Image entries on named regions
|---|

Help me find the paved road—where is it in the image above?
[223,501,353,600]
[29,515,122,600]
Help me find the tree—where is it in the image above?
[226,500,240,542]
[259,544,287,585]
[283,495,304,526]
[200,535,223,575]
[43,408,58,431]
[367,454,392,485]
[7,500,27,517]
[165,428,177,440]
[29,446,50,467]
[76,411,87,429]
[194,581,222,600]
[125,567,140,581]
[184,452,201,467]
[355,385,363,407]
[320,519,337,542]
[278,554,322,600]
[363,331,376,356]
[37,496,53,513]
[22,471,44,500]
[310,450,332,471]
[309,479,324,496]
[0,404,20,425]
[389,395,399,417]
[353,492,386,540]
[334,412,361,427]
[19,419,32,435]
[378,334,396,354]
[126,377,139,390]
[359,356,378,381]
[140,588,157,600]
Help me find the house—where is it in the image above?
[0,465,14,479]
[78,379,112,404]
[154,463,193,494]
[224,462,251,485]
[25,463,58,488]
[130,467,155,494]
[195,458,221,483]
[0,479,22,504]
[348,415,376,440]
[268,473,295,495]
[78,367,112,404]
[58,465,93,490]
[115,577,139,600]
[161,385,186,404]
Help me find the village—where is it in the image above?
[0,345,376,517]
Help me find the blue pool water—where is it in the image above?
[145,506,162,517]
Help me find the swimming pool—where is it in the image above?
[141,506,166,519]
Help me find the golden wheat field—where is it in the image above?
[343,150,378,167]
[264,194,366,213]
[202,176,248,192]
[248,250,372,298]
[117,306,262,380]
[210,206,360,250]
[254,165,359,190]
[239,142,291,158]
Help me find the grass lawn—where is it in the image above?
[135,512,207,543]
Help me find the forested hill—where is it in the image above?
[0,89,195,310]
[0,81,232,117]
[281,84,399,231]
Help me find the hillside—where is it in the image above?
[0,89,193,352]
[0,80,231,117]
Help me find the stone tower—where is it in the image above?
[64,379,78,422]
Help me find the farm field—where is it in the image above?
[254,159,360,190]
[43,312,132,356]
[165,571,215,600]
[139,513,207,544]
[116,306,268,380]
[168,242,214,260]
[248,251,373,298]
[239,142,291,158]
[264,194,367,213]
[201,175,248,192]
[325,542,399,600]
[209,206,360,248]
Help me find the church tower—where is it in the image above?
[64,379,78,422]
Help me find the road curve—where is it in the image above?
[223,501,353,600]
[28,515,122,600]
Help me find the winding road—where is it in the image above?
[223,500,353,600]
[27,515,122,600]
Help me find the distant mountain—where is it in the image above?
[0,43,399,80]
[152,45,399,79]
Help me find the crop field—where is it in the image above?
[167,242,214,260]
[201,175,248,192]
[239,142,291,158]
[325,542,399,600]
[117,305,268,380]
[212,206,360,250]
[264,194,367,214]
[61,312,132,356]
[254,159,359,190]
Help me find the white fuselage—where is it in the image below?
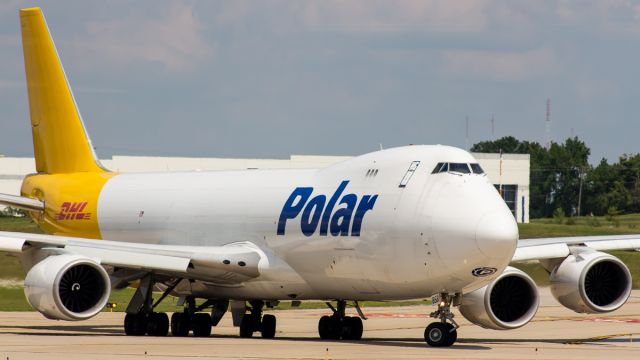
[98,146,518,300]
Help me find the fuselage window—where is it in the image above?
[471,164,484,174]
[449,163,471,174]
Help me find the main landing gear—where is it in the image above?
[124,274,174,336]
[124,274,229,337]
[318,300,363,340]
[424,293,458,347]
[240,300,276,339]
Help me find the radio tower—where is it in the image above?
[544,98,551,150]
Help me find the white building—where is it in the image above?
[0,153,529,223]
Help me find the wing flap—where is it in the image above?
[65,245,191,273]
[0,232,262,281]
[511,235,640,261]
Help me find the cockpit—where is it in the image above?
[431,162,484,175]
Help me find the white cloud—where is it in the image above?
[76,2,213,71]
[442,49,556,81]
[297,0,489,33]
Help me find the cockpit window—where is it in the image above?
[471,164,484,174]
[449,163,471,174]
[431,162,484,175]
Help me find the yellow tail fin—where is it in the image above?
[20,8,104,174]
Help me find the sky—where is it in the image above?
[0,0,640,162]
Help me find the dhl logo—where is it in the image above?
[55,201,91,220]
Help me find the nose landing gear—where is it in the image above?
[318,300,363,340]
[240,301,276,339]
[424,293,459,347]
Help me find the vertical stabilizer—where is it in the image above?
[20,8,104,174]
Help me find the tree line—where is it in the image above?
[471,136,640,218]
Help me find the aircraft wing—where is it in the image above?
[511,234,640,261]
[0,231,263,283]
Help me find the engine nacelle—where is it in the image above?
[460,267,540,330]
[24,254,111,320]
[550,249,631,313]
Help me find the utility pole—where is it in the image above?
[464,115,469,151]
[544,98,551,150]
[578,168,584,216]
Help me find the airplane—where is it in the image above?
[0,8,640,347]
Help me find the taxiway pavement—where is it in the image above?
[0,289,640,360]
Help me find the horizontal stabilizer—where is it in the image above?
[0,194,44,211]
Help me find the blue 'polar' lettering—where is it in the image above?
[277,180,378,236]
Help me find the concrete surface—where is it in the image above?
[0,289,640,360]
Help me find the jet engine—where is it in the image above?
[24,254,111,320]
[550,249,631,313]
[460,267,539,330]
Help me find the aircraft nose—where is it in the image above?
[476,211,518,258]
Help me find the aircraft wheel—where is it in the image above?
[318,315,333,340]
[124,313,147,336]
[171,312,191,337]
[444,323,458,346]
[147,313,169,336]
[192,313,211,337]
[424,322,457,347]
[344,316,363,340]
[262,315,276,339]
[240,315,256,338]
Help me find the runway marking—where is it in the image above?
[579,318,640,324]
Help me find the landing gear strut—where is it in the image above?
[240,300,276,339]
[424,293,459,347]
[318,300,363,340]
[124,274,176,336]
[171,297,229,337]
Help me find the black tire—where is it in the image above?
[424,322,449,347]
[191,313,211,337]
[345,316,364,340]
[240,314,256,338]
[147,313,169,336]
[262,314,276,339]
[124,314,147,336]
[444,323,458,346]
[171,313,191,337]
[318,315,332,340]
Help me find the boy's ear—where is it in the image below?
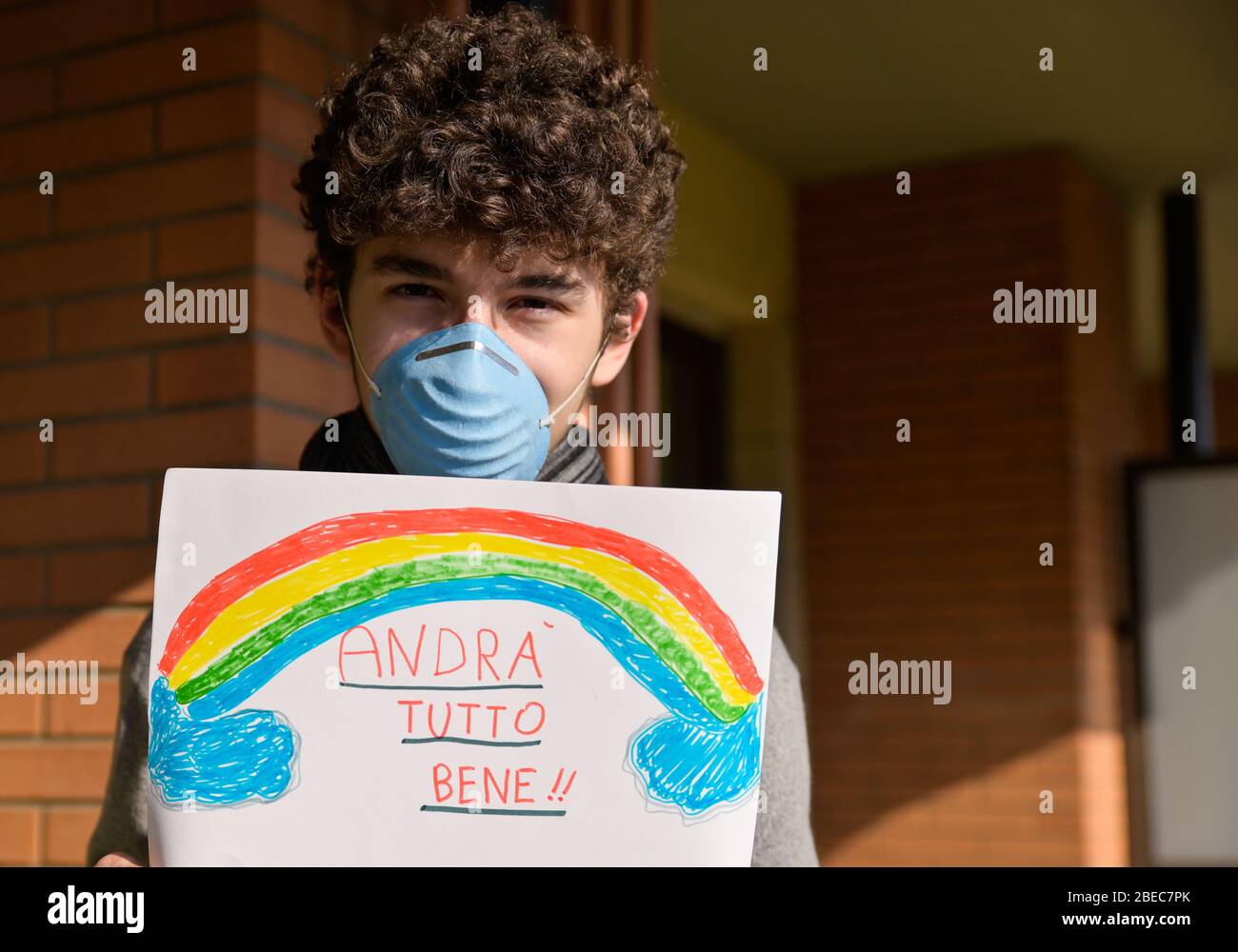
[593,291,649,387]
[314,261,353,364]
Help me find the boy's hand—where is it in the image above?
[95,853,141,866]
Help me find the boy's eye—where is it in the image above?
[516,297,554,310]
[391,285,438,297]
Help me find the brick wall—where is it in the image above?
[799,149,1139,864]
[0,0,412,864]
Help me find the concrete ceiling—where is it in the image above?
[655,0,1238,372]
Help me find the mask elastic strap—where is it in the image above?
[541,330,610,426]
[335,285,383,400]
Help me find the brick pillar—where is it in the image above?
[799,149,1138,864]
[0,0,406,864]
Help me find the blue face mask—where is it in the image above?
[339,289,606,479]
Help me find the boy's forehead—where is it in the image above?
[356,235,598,285]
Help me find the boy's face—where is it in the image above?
[318,236,649,448]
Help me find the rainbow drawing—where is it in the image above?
[150,507,764,819]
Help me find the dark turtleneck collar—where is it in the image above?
[298,407,607,483]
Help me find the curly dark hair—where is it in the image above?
[294,4,686,330]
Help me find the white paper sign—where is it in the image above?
[149,469,780,865]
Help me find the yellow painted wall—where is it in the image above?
[659,96,795,333]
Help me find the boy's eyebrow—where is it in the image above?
[374,254,455,285]
[508,272,586,293]
[372,252,589,294]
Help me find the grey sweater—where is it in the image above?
[87,604,817,866]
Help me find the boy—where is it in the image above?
[88,7,817,865]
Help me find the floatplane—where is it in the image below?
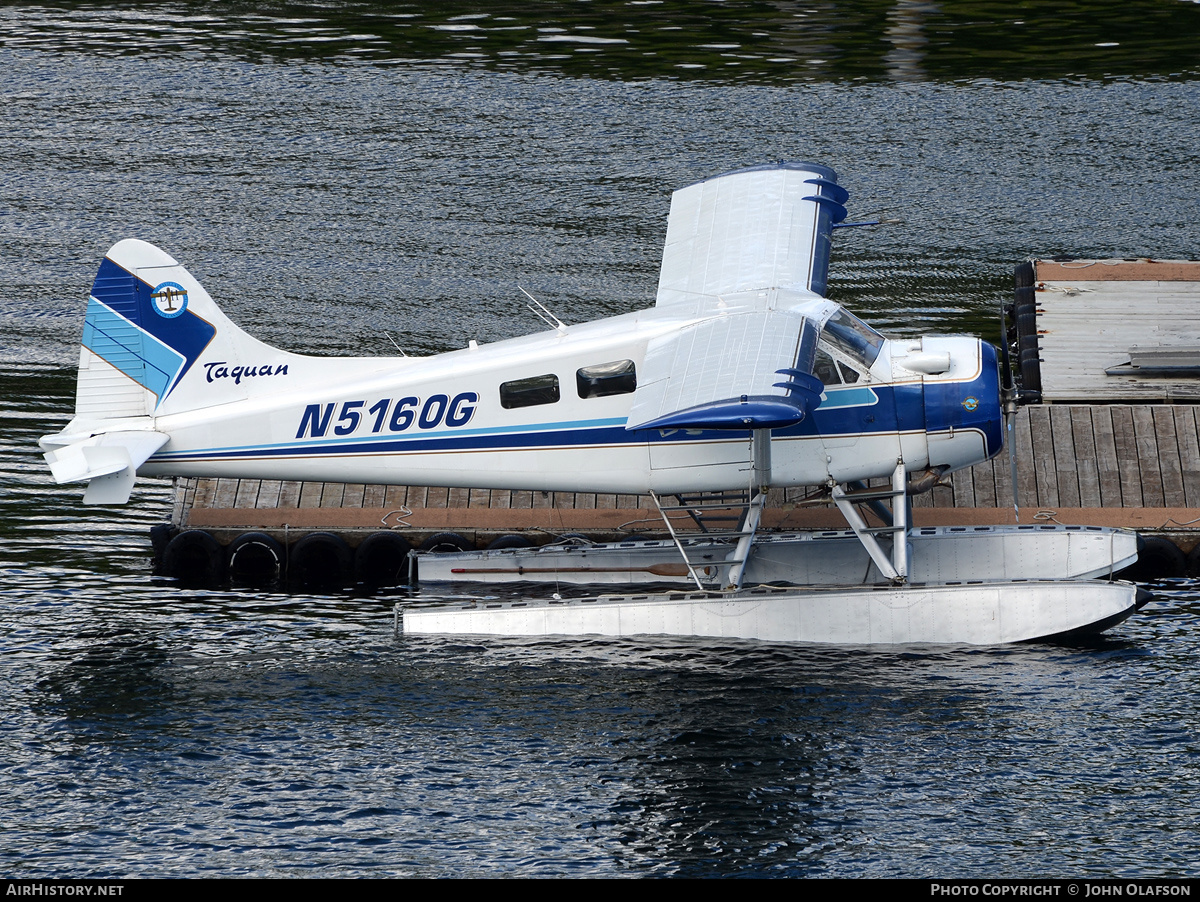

|---|

Objective →
Please lay out every one of the items above as a numbered list, skipping blank lines and leaving out the pictures.

Answer to the task →
1. Help me find the paved road—where is it in the image above?
2. [223,501,353,600]
3. [29,515,122,600]
4. Help me find the tree—where is it in the image above?
5. [226,500,240,542]
6. [259,544,287,585]
7. [283,495,304,526]
8. [200,535,223,575]
9. [43,408,58,431]
10. [367,454,392,485]
11. [7,500,27,517]
12. [165,428,177,440]
13. [29,446,50,467]
14. [76,411,87,429]
15. [194,581,222,600]
16. [125,567,140,581]
17. [184,452,201,467]
18. [355,385,363,407]
19. [320,519,337,542]
20. [278,554,322,600]
21. [363,331,376,356]
22. [37,496,53,513]
23. [22,471,44,500]
24. [310,450,332,471]
25. [309,479,324,496]
26. [0,404,20,425]
27. [389,395,399,417]
28. [353,492,386,540]
29. [334,412,361,427]
30. [19,419,32,435]
31. [378,334,396,354]
32. [126,377,139,390]
33. [359,356,378,381]
34. [140,588,157,600]
35. Help me find the house—where is it in the image above?
36. [0,465,14,479]
37. [78,379,112,404]
38. [154,463,193,494]
39. [224,462,251,485]
40. [25,463,58,488]
41. [130,467,155,494]
42. [195,458,221,483]
43. [0,479,22,504]
44. [348,415,376,440]
45. [268,473,295,495]
46. [78,367,112,404]
47. [58,465,93,490]
48. [115,577,139,600]
49. [161,385,186,404]
50. Help me find the village—where is it in the image above?
51. [0,345,376,517]
52. Help me find the blue pool water—where is it in the image above?
53. [145,506,162,517]
54. Help me find the swimming pool—where is it in the image above?
55. [141,506,166,519]
56. Help me find the golden wheat field—where is it in the image above?
57. [343,150,378,167]
58. [264,194,366,213]
59. [202,176,248,192]
60. [248,250,372,298]
61. [117,306,262,380]
62. [210,206,360,250]
63. [254,165,359,190]
64. [239,142,291,158]
65. Help me find the grass lawn—where is it in the image above?
66. [135,512,207,543]
67. Help me find the forested hill—where is it in the image above?
68. [0,89,195,310]
69. [0,81,232,117]
70. [281,84,399,231]
71. Help me find the hillside—where is it in the image above?
72. [0,89,193,352]
73. [0,80,231,117]
74. Help me find the stone tower—where is it in the image above?
75. [64,379,78,422]
76. Help me find the farm field—where is it in the image above?
77. [254,159,360,190]
78. [43,312,132,356]
79. [165,571,215,600]
80. [139,513,207,544]
81. [116,306,268,380]
82. [168,242,214,260]
83. [248,251,373,298]
84. [239,142,291,158]
85. [264,194,367,213]
86. [201,175,248,192]
87. [325,542,399,600]
88. [209,206,360,248]
89. Help me find the church tower—where is it in the image above?
90. [64,379,78,422]
91. Help me find the road curve—where is it in the image above?
92. [223,501,353,600]
93. [28,515,122,600]
94. Help me find the winding road—where is it in the image above?
95. [223,500,353,600]
96. [27,515,122,600]
97. Help me find the distant mountain—where is it in the image above?
98. [0,43,399,80]
99. [152,45,399,79]
100. Help me find the crop field—where is it in the image above?
101. [167,242,214,260]
102. [201,175,248,192]
103. [239,142,291,158]
104. [325,542,399,600]
105. [117,305,268,380]
106. [212,206,360,250]
107. [264,194,367,214]
108. [61,312,132,356]
109. [254,159,359,190]
110. Help me find the white fuselage—where is it in the image below?
111. [98,146,518,300]
112. Help me find the fuselage window—where is it in the image above?
113. [471,164,484,174]
114. [449,163,471,174]
115. Help me find the main landing gear—where is it in the image above?
116. [124,274,174,336]
117. [124,274,229,337]
118. [318,300,363,340]
119. [424,293,458,347]
120. [240,300,276,339]
121. Help me find the radio tower—where is it in the image above?
122. [544,98,551,150]
123. Help me find the white building—where is it in the image above?
124. [0,153,529,223]
125. Help me find the wing flap—where is it in the image above?
126. [65,245,191,273]
127. [0,232,262,281]
128. [511,235,640,261]
129. Help me find the cockpit—where is it in the image above?
130. [431,162,484,175]
131. Help me find the white cloud—where is it in the image above?
132. [76,2,213,71]
133. [442,49,556,81]
134. [297,0,489,33]
135. Help me find the cockpit window—where is it in the image above?
136. [471,164,484,174]
137. [449,163,471,174]
138. [431,162,484,175]
139. Help me find the yellow tail fin—where is it in the image above?
140. [20,8,104,174]
141. Help me find the sky—where is it in the image above?
142. [0,0,640,162]
143. Help me find the dhl logo—where is it in the image above?
144. [55,201,91,220]
145. Help me find the nose landing gear—where is it in the image above?
146. [318,300,363,340]
147. [240,301,276,339]
148. [424,293,459,347]
149. Help me find the vertical stabilizer—where is it in the image above?
150. [20,8,104,174]
151. Help me find the tree line—where is it in the image above?
152. [471,136,640,218]
153. Help me find the aircraft wing—where is it in the image above?
154. [511,234,640,261]
155. [0,231,263,283]
156. Help me find the engine nacelle—where is it in the image above?
157. [460,267,540,330]
158. [24,254,111,320]
159. [550,249,631,313]
160. Help me find the utility pole—where is it in the image above?
161. [464,115,469,151]
162. [544,98,551,150]
163. [578,168,584,216]
164. Help me find the airplane—where is it in the image above?
165. [0,8,640,347]
166. Help me find the taxiway pavement—where is it in the image above?
167. [0,289,640,360]
168. Help me find the horizontal stabilizer—where is it in the image above?
169. [0,194,44,211]
170. Help me find the blue 'polar' lettering—where is it in the image above?
171. [277,180,378,236]
172. Help me find the concrete surface—where is it in the image above?
173. [0,289,640,360]
174. Help me find the jet engine—where is it in the image above?
175. [24,254,111,320]
176. [550,249,631,313]
177. [460,267,539,330]
178. Help me find the aircraft nose—where is it in the image above?
179. [476,211,518,258]
180. Help me find the aircraft wheel—where is it in the image above?
181. [318,315,333,340]
182. [124,313,147,336]
183. [171,312,191,337]
184. [444,323,458,346]
185. [147,313,169,336]
186. [192,313,211,337]
187. [424,322,457,347]
188. [344,316,363,340]
189. [262,315,276,339]
190. [240,315,256,338]
191. Help me find the runway marking—where is it in the image above?
192. [579,318,640,324]
193. Help me find the landing gear strut—where is it in the image above?
194. [240,300,276,339]
195. [424,293,459,347]
196. [318,300,363,340]
197. [124,274,176,336]
198. [171,297,229,337]
199. Help me find the black tire—where is it in the image above?
200. [424,322,449,347]
201. [191,313,211,337]
202. [345,316,364,340]
203. [240,314,256,338]
204. [147,313,169,336]
205. [262,314,276,339]
206. [124,314,147,336]
207. [444,323,458,346]
208. [171,313,191,337]
209. [318,315,332,340]
210. Help me find the boy's ear—where is it in the image below?
211. [593,291,649,387]
212. [314,261,353,364]
213. Help me find the boy's hand—where is it in the image above?
214. [95,853,141,866]
215. Help me find the boy's eye—where is it in the image above?
216. [516,297,554,310]
217. [391,285,438,297]
218. Help me find the brick wall—where is it in the image above?
219. [799,149,1139,864]
220. [0,0,412,864]
221. Help me find the concrete ceiling—where is it in the image above?
222. [655,0,1238,372]
223. Help me find the mask elastic strap—where is it in the image above?
224. [541,330,610,426]
225. [335,285,383,400]
226. Help me find the brick pillar—where is it in the image above?
227. [799,149,1138,864]
228. [0,0,406,864]
229. Help me find the blue face mask—where is it in the image above?
230. [339,289,606,479]
231. Help me find the boy's forehead—where is it in the image above?
232. [356,235,598,285]
233. Help me find the boy's face—where is it in the image above?
234. [318,236,649,448]
235. Help me find the rainbow drawing—where is it in the image above?
236. [150,507,764,819]
237. Help me find the dark turtleneck collar—where is it in the image above?
238. [298,407,607,483]
239. Help me find the curly dark hair—where is it in the image above?
240. [294,4,686,330]
241. Help me find the white paper sign—where is it in the image above?
242. [149,469,780,865]
243. Help me find the yellow painted wall—where is it in the image above?
244. [659,96,795,333]
245. Help me find the boy's eyebrow—where is it in the image above?
246. [374,254,455,285]
247. [508,272,586,293]
248. [372,252,589,294]
249. Help me find the grey sweater—where is it in the image above?
250. [87,604,817,866]
251. Help me find the boy—where is it in the image above?
252. [88,7,817,865]
253. Help me find the floatplane—where is it in the image below?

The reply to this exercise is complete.